■ Task data ■
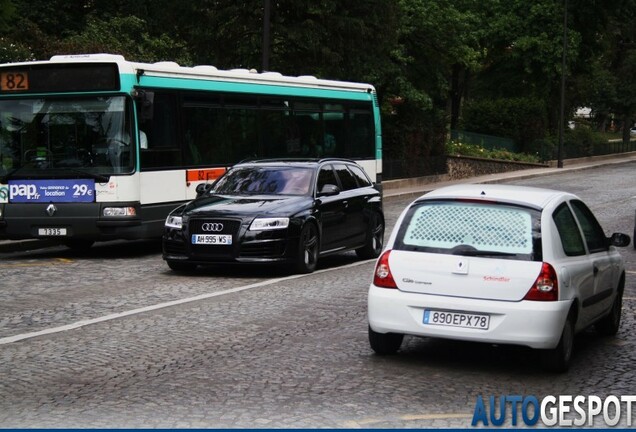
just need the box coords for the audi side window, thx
[552,203,586,256]
[317,165,338,191]
[570,200,608,253]
[348,164,372,187]
[333,163,358,191]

■ Exercise details ■
Return the entries verbatim, pictures excluded.

■ Problem solution ■
just need the box coords for the audi side window, thx
[552,203,586,256]
[317,165,338,191]
[570,200,608,253]
[348,164,372,187]
[333,163,358,191]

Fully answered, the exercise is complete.